- [What to work on] Every entry must be printed again exactly, with nothing left out.

Saved entries:

Content starts

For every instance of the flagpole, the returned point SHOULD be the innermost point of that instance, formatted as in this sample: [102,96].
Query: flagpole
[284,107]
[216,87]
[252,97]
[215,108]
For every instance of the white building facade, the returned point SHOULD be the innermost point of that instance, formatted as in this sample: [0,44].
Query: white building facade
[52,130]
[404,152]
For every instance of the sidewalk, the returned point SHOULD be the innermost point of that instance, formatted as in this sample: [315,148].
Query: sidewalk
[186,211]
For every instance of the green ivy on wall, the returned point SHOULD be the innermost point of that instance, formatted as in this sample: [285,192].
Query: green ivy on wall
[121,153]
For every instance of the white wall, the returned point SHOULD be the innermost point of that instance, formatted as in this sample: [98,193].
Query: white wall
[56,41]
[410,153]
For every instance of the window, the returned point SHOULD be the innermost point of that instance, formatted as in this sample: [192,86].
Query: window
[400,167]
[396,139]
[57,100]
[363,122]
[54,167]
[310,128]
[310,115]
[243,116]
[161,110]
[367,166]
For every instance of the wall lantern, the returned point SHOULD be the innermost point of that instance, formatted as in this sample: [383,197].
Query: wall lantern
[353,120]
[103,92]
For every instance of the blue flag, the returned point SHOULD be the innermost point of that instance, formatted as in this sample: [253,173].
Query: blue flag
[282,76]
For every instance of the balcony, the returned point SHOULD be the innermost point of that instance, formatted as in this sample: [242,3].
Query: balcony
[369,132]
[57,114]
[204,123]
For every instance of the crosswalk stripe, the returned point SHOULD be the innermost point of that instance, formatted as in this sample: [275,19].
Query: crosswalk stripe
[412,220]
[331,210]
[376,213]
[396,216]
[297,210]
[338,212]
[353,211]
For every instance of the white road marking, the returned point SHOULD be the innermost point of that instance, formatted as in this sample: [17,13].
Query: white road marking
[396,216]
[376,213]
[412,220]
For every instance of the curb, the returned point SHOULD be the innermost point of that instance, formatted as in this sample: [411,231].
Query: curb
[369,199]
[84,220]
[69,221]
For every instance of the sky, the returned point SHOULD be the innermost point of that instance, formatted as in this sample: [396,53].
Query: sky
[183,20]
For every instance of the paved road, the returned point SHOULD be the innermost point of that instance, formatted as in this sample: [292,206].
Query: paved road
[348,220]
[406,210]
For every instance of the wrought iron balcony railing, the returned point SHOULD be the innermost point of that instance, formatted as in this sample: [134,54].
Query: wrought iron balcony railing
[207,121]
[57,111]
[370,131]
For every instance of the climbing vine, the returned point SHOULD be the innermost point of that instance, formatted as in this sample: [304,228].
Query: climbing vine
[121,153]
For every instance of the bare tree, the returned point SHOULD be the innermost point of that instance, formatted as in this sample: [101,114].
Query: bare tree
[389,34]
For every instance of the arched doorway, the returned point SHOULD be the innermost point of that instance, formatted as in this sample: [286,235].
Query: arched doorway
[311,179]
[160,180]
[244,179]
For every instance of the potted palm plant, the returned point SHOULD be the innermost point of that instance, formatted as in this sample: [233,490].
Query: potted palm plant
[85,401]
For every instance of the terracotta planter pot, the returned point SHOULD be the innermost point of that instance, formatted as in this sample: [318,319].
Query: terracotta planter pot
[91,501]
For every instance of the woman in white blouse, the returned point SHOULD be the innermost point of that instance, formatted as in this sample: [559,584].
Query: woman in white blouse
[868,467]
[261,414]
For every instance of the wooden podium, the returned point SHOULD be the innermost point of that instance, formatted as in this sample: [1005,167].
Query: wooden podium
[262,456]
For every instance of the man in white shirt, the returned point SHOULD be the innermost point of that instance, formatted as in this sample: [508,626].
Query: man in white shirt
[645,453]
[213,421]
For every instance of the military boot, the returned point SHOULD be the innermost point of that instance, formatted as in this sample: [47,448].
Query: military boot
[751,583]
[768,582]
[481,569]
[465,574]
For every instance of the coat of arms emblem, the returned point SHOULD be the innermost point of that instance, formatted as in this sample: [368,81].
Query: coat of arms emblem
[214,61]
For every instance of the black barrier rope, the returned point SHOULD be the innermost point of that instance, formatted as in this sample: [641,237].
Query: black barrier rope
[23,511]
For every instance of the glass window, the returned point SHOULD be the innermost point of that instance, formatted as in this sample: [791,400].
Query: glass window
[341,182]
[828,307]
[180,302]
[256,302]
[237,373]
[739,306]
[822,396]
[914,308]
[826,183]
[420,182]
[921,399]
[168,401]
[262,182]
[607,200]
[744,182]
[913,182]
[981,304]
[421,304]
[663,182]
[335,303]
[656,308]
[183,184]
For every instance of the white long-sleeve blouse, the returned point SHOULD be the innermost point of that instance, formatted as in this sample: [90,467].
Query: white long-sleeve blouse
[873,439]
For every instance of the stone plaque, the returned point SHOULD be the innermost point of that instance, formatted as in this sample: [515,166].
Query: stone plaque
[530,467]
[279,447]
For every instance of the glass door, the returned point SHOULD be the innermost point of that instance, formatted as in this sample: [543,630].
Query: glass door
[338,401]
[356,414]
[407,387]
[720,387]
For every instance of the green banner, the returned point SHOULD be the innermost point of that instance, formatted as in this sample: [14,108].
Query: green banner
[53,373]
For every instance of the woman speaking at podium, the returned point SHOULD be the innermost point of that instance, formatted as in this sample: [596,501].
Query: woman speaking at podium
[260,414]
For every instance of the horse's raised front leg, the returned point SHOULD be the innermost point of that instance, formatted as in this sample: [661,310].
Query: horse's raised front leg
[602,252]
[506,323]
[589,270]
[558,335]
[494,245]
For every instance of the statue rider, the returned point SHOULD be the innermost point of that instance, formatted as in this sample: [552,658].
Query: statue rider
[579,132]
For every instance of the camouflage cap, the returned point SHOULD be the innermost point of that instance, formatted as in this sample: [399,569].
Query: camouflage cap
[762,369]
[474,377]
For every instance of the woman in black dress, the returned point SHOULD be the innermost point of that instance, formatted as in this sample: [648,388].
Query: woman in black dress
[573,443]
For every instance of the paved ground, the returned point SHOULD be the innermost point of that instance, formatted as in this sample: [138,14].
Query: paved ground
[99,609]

Content ends

- [Solution to the exercise]
For every instance of the flagpole, the returned point SHOULD be the innermost point of that instance, formatted as in this sample: [102,96].
Query: flagpole
[284,107]
[216,87]
[252,97]
[215,108]
For every instance of the white building facade, the returned point SHOULD be the innermost point of that instance, formatted as in this sample: [0,44].
Query: white building facade
[52,130]
[404,152]
For every instance of the sidewalk, the returned point SHOULD be the innermost point of that instance, formatted as in this sample: [315,148].
Query: sidewalk
[186,211]
For every instance of the green ivy on wall, the returned point SHOULD be the innermost point of that instance, formatted as in this sample: [285,192].
Query: green ivy on wall
[121,153]
For every instance of the white wall, the returned point SHOULD be the innermost point of that instance, formatted as in this sample: [98,193].
Query: white wall
[56,41]
[410,153]
For every instance of the window, the returned point SHOULD be the innermost point of that instance, formatted as in this sample: [192,86].
Query: window
[400,167]
[396,139]
[57,100]
[363,122]
[54,167]
[310,128]
[310,115]
[243,116]
[161,110]
[367,166]
For every instance of the wall lantern, the returned point SHOULD be the innermost point of that instance, formatted as in this sample: [383,197].
Query: wall lantern
[353,120]
[103,92]
For every instance of the blue flag, the returned point SHOULD be the innermost point of that instance, formatted as in this sample: [253,173].
Query: blue flag
[282,76]
For every instance of the balcony, the returned point SHOULD be the innermost point of that instance, formatted as in this sample: [242,3].
Query: balcony
[369,132]
[57,114]
[204,123]
For every instance of the crosswalk stripe, the returned point SHOULD be the innermost point of that instance, formatted as in this sample: [275,19].
Query: crosswalk stripe
[412,220]
[331,210]
[376,213]
[396,216]
[297,210]
[338,212]
[353,211]
For every instance of the white road marking, the returned point SHOULD be the innermost point of that instance, formatted as in this sample: [17,13].
Query: white road marking
[396,216]
[376,213]
[412,220]
For every instance of the curb, the returned point SHOULD be the innermost point of that instance, formatted as in this sample: [411,231].
Query: curb
[369,199]
[84,220]
[69,221]
For every instance of the sky, the returned point SHOULD be the innermost point of that instance, formatted as in this sample: [396,53].
Query: sky
[183,20]
For every instance of the paved road, the returned point SHOULD be the innermost point of that instance, formatted as in this sample: [292,206].
Query: paved road
[348,220]
[406,210]
For every instance of the wrought iron balcony railing, the returned point SHOULD be the innermost point of that instance, formatted as in this sample: [134,54].
Query: wrought iron balcony railing
[207,121]
[57,111]
[370,131]
For every instance of the climbing vine, the returned point SHOULD be the innermost point of that instance, formatted as in this sample: [304,228].
Query: climbing vine
[121,153]
For every instance of the bare tree, the returned point SHOULD be the innermost point of that instance, formatted as in this sample: [101,114].
Query: bare tree
[389,34]
For every instance of the arched doorway, the returned point SHOULD be the innermost point of that instance, formatted as in this sample: [286,235].
Query: arched doorway
[311,179]
[160,180]
[244,179]
For every instance of the potted palm plant, the returned point SHOULD be the innermost point of that instance, formatted as in this sample: [233,490].
Query: potted palm plant
[85,401]
For every instance of the terracotta planter pot, the returned point SHOULD be the innermost point of that instance, formatted as in this sample: [318,319].
Query: terracotta planter pot
[91,501]
For every instance of the woman in white blouse, the returned point SHOULD be the innermost point of that instance, formatted as in this sample: [559,584].
Query: woman in white blouse
[868,467]
[261,414]
For every instance of the wooden podium, the returned point SHOULD be the innermost point of that instance, formatted as in this sample: [1005,167].
Query: wooden podium
[262,456]
For every instance of the man in white shirt, the returned point SHOULD be the innermost point of that instance, formatted as in this sample: [508,626].
Query: man in white shirt
[645,453]
[213,421]
For every instance of the military boot, the returned point SHOULD be the innermost point of that instance, formatted as in this sample: [47,448].
Query: military boot
[751,583]
[768,582]
[481,569]
[465,574]
For every instance of the coat of arms emblem, the returned point SHOULD be the innermost point of that instance, formatted as in this sample: [368,81].
Query: coat of arms emblem
[214,61]
For every instance of the black barrier rope, the returned point SHOULD be the innermost point of that instance, formatted as in this sample: [641,237].
Query: black barrier rope
[23,511]
For every instance of the glass window, the returned point SHOULD be the innermost point of that instance, formatted as in this sample: [791,400].
Query: glass window
[341,182]
[828,307]
[180,302]
[256,302]
[237,373]
[739,306]
[822,396]
[914,308]
[826,183]
[420,182]
[921,399]
[168,401]
[262,182]
[607,200]
[744,182]
[913,182]
[981,304]
[421,304]
[663,182]
[335,303]
[656,308]
[183,184]
For every instance of the white long-sleeve blouse, the returned point SHOULD be the innermost point of that instance, formatted as in this sample: [90,467].
Query: white long-sleeve blouse
[873,439]
For every instance of the stone plaque, the returned point SHOULD be the innermost point of that instance, formatted as in this sample: [515,166].
Query: stone plaque
[530,467]
[279,447]
For every instance of the glass door, the returned point SHOULD be the innermost point of that instance, formatted as in this sample: [543,630].
Query: glass door
[338,401]
[356,414]
[407,387]
[720,387]
For every instance of the green banner, the returned point SHOULD be the innermost point of that instance, formatted as in this sample: [14,108].
Query: green banner
[53,373]
For every instance of the woman speaking at podium, the returned point SHOULD be the innermost point of that instance, formatted as in this sample: [596,501].
Query: woman speaking at podium
[260,414]
For every instance of the horse's raised front leg, the returned point SHOULD be the innermost point of that instance, formatted as in this sample: [661,310].
Query: horse's raised front leg
[602,252]
[506,323]
[589,270]
[558,335]
[494,245]
For every instance of the statue rider, the returned point SHOULD be the innermost point of that instance, formatted as in this sample: [552,658].
Query: statue rider
[579,132]
For every instance of the camouflage cap, the returned point SHOULD be the innermost point of that instance, formatted as in this sample: [399,569].
Query: camouflage cap
[762,369]
[474,377]
For every instance of the woman in black dress, the returned point SHOULD be the innermost point of that instance, formatted as in this sample: [648,388].
Query: woman in black dress
[573,443]
For every instance of the paved ground, the returned point SHOULD be the innermost point of that instance, formatted as in this sample: [138,14].
Query: paved ground
[99,609]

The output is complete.